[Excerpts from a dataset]
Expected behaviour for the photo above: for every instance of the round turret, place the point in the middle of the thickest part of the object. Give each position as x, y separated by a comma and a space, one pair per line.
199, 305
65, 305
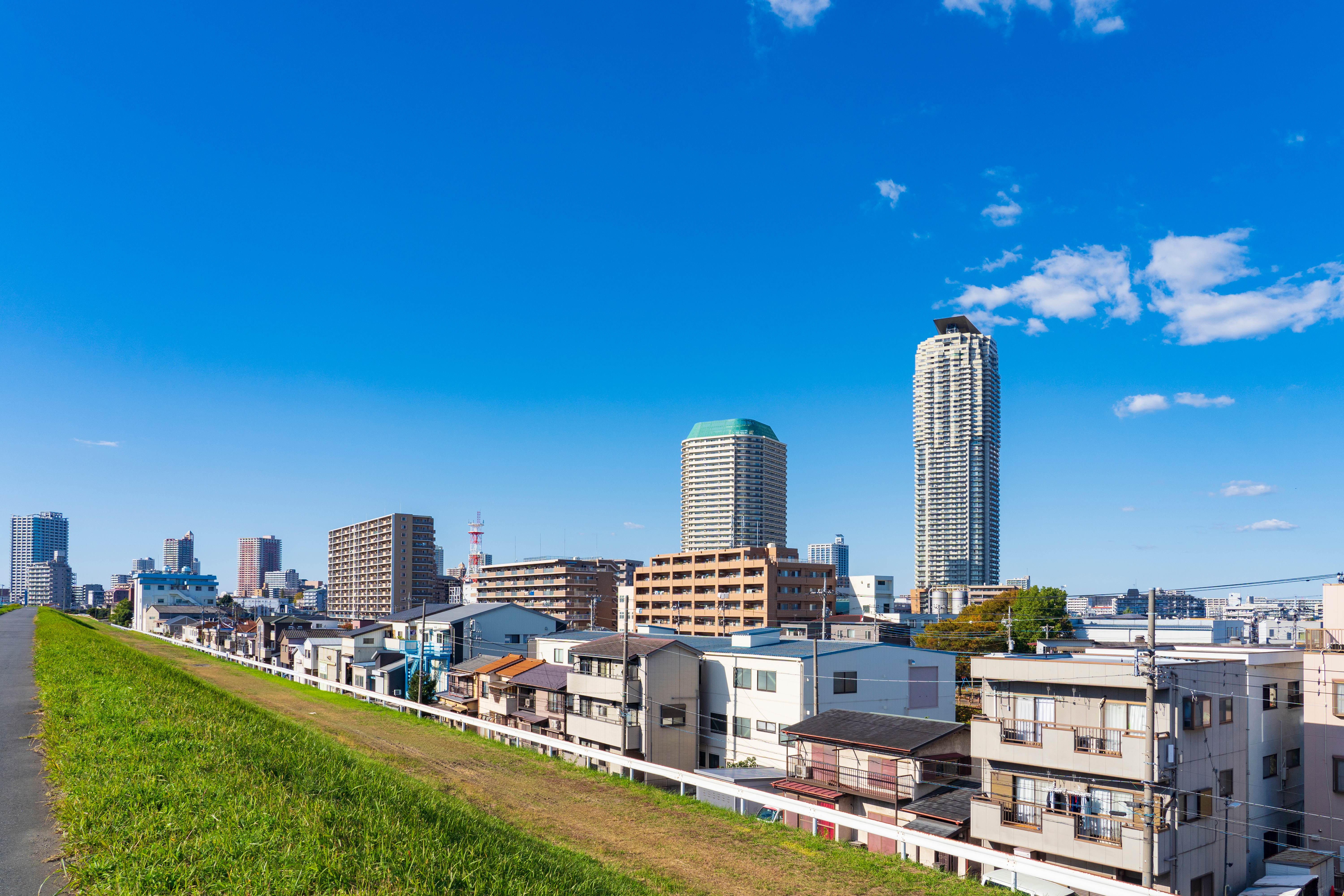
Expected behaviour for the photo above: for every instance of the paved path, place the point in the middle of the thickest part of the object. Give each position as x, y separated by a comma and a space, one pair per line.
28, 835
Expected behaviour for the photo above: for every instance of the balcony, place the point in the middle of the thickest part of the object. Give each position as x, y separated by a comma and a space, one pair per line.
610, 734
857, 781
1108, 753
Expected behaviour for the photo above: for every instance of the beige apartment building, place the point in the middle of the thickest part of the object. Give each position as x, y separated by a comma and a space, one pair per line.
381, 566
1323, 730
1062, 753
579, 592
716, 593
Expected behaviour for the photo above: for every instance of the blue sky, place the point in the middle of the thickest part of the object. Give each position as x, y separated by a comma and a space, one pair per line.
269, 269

**Activity:** Give back each entry exactly as it appears. Leave pictures out.

**Solution for this task:**
Expected behaviour for the photo above: for every instance of the round turret, place the point in the middle of the thickest part of the object. Give each position as x, y separated by a comma and a space, one pair per line.
199, 305
65, 305
Expected behaviour for the photo above: for every instance of the paved path, place the point in the middle of the thickest part of the object. Give each position as x, y separated by a comma and a space, one pair per line.
28, 835
Expected behaviour for the photo above: for every instance of the balcony, place the point in the middle of the thickest part of the object. Give each position as x, y separated by a comma and a space, one pair per line.
610, 734
857, 781
1108, 753
Expected behaviour for the photo above: for every instance of the beige apartment building, place the point in the middle of the thickest part of the object. Give each position as x, y separated by a comma and a space, one pair per line.
381, 566
1323, 730
1062, 753
579, 592
716, 593
Expected behaviour for the photo above: for every instance of the blue sky, place the point in the middle of the thickest part of the object. Give each position as x, y separated by a comma and a space, one pair per line.
269, 269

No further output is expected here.